Rewrite every line from the one containing "If you could tag the shadow" through the end of the rows, requests included. Multiply each coordinate in the answers by 1.4 and round to whole numbers, with halves rounded up.

** Start Source material **

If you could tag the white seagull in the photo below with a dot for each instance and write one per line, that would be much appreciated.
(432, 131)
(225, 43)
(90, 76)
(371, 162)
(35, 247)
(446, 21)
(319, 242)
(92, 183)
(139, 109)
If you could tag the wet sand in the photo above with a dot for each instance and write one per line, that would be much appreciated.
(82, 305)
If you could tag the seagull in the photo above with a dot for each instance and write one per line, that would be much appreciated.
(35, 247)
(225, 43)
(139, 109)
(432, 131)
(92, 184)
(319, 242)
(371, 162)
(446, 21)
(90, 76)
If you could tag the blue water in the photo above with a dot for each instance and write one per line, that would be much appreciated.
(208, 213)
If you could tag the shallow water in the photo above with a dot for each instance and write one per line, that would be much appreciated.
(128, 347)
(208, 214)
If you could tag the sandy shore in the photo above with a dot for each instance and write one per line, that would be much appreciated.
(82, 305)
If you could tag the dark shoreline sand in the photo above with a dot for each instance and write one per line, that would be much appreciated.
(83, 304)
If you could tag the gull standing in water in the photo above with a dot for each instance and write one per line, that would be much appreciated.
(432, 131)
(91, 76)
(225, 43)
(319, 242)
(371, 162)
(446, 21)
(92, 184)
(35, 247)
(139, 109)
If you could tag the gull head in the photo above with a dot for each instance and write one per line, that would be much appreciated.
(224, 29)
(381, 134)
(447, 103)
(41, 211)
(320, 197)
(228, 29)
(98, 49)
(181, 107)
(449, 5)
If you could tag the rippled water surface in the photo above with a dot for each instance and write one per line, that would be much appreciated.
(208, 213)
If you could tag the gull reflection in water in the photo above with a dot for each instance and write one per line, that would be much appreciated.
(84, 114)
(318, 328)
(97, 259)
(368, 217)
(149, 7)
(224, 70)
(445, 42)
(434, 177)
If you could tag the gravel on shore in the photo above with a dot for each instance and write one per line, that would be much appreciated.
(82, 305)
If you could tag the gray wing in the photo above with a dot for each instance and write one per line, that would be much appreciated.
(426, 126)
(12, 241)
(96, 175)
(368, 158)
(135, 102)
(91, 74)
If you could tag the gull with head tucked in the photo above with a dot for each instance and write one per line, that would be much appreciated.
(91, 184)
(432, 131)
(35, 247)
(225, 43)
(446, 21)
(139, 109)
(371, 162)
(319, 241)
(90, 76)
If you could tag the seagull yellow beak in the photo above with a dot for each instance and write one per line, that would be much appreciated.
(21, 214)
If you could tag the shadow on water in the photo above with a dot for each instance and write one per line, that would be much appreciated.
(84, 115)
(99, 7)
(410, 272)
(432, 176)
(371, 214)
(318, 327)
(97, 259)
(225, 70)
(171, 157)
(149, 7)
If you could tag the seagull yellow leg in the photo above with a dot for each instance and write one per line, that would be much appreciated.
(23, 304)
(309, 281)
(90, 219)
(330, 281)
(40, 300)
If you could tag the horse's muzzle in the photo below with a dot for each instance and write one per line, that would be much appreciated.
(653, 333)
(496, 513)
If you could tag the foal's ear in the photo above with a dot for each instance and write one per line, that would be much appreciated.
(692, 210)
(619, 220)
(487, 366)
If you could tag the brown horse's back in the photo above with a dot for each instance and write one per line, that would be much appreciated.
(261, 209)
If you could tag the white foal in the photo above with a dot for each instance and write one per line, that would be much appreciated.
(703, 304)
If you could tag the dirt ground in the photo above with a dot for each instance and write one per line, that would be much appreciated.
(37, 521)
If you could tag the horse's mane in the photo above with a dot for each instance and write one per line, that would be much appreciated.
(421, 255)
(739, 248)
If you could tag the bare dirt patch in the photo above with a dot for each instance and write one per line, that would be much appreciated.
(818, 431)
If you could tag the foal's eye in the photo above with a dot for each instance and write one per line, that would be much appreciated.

** End Source material **

■ **Solution below**
If you could tag the shadow on water in the photo above with a dot for each instance and write one per line, that would be much appreciated.
(118, 161)
(139, 10)
(574, 381)
(605, 246)
(519, 300)
(445, 458)
(136, 363)
(315, 98)
(239, 220)
(209, 10)
If you could tag the seagull yellow leg in the photo above with a dot for each instance and write one per line, that would be much appreciated.
(32, 426)
(433, 393)
(126, 307)
(462, 393)
(56, 420)
If you could tag the horse's muzzle in the photo below with a dot for each instance and write one per line, that would be much appreciated.
(914, 466)
(694, 718)
If you could tag the foal's ear in the photo above with a dot for each instance and write one per line, that would be much appreciated.
(969, 294)
(867, 308)
(682, 512)
If you could tag the brown horse's back in the photo above with a dot for each instance and write one per line, that would be much appreciated.
(365, 293)
If you could tag the white foal in the photo above with a dot for each instance and write one per line, that would be much appreciated.
(984, 426)
If you could tag the dirt ground in the photo above with a dot for each instance and write one per line, that would be much appreciated.
(52, 729)
If you could tag the horse's mane in the photo above with a dot for each instance and write one per line, that would be much appreciated.
(589, 357)
(1035, 347)
If you could tag the bare dirt patch in the photo above with a dot for each instance and write one per line, that would be much appreciated.
(1145, 603)
If you could tag the foal's eye in the photo above with a dot for each instance and write one per line, that would be much appreciated.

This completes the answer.